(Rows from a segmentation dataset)
------------------------

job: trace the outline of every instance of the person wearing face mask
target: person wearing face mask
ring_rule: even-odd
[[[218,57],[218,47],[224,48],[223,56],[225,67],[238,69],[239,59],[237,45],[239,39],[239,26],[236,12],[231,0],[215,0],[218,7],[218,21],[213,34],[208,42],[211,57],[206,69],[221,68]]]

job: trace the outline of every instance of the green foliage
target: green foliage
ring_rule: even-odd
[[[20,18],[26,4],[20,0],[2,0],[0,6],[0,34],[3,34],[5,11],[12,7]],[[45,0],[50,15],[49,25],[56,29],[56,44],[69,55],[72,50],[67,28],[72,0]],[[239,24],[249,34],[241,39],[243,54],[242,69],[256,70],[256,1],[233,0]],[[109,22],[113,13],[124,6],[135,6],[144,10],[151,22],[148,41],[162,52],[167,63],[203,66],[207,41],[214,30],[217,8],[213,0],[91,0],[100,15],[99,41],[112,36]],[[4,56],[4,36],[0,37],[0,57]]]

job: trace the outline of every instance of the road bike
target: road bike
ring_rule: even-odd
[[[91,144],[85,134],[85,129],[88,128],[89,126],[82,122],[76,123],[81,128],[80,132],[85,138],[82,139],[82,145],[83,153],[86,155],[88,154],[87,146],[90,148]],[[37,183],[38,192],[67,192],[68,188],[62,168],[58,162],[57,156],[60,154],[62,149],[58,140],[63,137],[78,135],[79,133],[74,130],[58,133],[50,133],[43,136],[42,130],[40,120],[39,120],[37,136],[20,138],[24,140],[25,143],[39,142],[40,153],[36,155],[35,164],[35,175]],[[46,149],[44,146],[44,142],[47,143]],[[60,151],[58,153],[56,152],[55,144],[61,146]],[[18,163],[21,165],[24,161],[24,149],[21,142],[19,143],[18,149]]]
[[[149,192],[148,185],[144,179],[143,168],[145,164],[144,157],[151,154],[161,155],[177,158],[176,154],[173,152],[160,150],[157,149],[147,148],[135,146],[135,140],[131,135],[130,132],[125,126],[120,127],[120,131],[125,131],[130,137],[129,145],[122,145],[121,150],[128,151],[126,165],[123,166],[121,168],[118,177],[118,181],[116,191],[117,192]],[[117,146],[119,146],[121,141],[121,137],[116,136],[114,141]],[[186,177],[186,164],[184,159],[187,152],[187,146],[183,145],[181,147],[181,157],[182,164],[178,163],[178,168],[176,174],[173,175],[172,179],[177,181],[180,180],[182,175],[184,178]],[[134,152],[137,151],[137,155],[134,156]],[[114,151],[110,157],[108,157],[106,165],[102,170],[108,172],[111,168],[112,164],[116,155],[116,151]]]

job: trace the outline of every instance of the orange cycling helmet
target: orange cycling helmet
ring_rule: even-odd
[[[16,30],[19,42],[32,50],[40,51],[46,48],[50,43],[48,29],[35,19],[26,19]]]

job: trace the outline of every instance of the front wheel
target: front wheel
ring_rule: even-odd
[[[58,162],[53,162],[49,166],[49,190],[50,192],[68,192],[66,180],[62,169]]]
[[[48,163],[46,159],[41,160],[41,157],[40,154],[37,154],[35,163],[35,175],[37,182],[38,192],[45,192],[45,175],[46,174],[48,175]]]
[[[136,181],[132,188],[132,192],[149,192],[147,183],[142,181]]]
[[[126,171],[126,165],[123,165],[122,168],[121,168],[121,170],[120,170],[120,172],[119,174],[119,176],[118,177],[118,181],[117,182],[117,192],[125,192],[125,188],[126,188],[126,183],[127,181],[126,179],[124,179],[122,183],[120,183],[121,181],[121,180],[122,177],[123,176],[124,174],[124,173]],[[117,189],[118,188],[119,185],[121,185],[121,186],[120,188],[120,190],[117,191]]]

------------------------

▸ **INSTRUCTIONS FOR THE TASK**: Rewrite the records above, renaming every "ring_rule" to "fill_rule". Leave everything else unchanged.

▸ **TASK RESPONSE**:
job: trace the outline of every instance of the person wearing face mask
target: person wearing face mask
fill_rule: even-odd
[[[218,57],[218,47],[224,48],[223,56],[225,67],[238,69],[239,59],[237,45],[239,39],[239,26],[236,12],[231,0],[215,0],[218,7],[218,21],[213,34],[208,42],[211,57],[206,69],[221,68]]]

job: trace the outline of every instance of the green foliage
target: green foliage
fill_rule: even-odd
[[[20,18],[26,4],[20,0],[2,0],[0,6],[0,34],[3,34],[5,11],[12,7]],[[45,0],[50,15],[49,25],[56,29],[56,44],[69,55],[72,50],[67,28],[72,0]],[[239,24],[249,34],[241,39],[243,54],[242,69],[256,70],[256,1],[233,0]],[[109,22],[113,13],[124,6],[135,6],[144,10],[151,22],[148,41],[162,52],[167,63],[203,66],[207,41],[214,30],[217,8],[213,0],[91,0],[100,15],[99,41],[112,36]],[[4,56],[4,36],[0,37],[0,57]]]

job: trace the outline of every instance of the road bike
target: road bike
fill_rule: even-odd
[[[91,144],[85,134],[85,129],[88,128],[89,126],[82,122],[76,123],[81,128],[80,132],[85,138],[82,139],[82,145],[83,153],[86,155],[88,154],[87,146],[90,148]],[[37,183],[38,192],[67,192],[68,188],[62,168],[58,162],[57,156],[60,154],[62,149],[58,140],[63,137],[78,135],[79,133],[74,130],[58,133],[50,133],[43,136],[42,130],[40,120],[39,120],[37,136],[20,138],[24,140],[25,143],[39,142],[40,153],[36,155],[35,164],[35,175]],[[46,149],[44,146],[44,142],[47,143]],[[60,151],[58,153],[56,152],[55,144],[61,146]],[[18,163],[21,165],[24,161],[24,149],[21,142],[19,143],[18,149]]]
[[[149,192],[148,185],[144,179],[143,168],[145,164],[144,157],[151,154],[161,155],[177,158],[176,154],[173,152],[160,150],[157,149],[147,148],[135,146],[135,140],[131,135],[130,132],[125,126],[120,127],[120,131],[125,131],[130,137],[129,145],[122,145],[121,150],[128,151],[126,165],[123,166],[121,168],[118,177],[118,181],[116,191],[117,192]],[[117,146],[119,146],[121,141],[121,137],[116,136],[114,141]],[[186,177],[186,164],[184,159],[187,152],[187,146],[183,145],[181,147],[181,157],[182,164],[178,163],[178,168],[176,174],[173,175],[172,179],[177,181],[180,180],[182,175],[184,178]],[[134,152],[137,151],[137,155],[134,156]],[[114,151],[110,157],[108,157],[106,165],[102,170],[108,172],[111,168],[112,164],[116,155],[116,151]]]

job: trace the outline of every instance of the orange cycling helmet
target: orange cycling helmet
fill_rule: even-odd
[[[16,30],[19,42],[32,50],[40,51],[46,48],[50,43],[48,29],[35,19],[26,19]]]

job: trace the outline of every instance of the front wheel
target: front wheel
fill_rule: even-odd
[[[58,162],[53,162],[49,166],[49,190],[50,192],[68,192],[66,180],[62,169]]]
[[[48,163],[46,159],[41,160],[41,157],[40,154],[37,154],[35,163],[35,175],[37,182],[38,192],[45,192],[45,175],[46,174],[48,175]]]
[[[136,181],[132,188],[132,192],[149,192],[147,183],[142,181]]]
[[[126,171],[126,165],[123,165],[122,168],[121,168],[121,170],[120,170],[120,172],[119,174],[119,176],[118,177],[118,181],[117,182],[117,192],[125,192],[125,188],[126,188],[126,183],[127,181],[126,179],[124,179],[122,183],[120,183],[121,181],[121,180],[122,177],[123,176],[124,174],[124,173]],[[117,189],[118,188],[119,185],[121,185],[121,186],[120,188],[120,190],[117,191]]]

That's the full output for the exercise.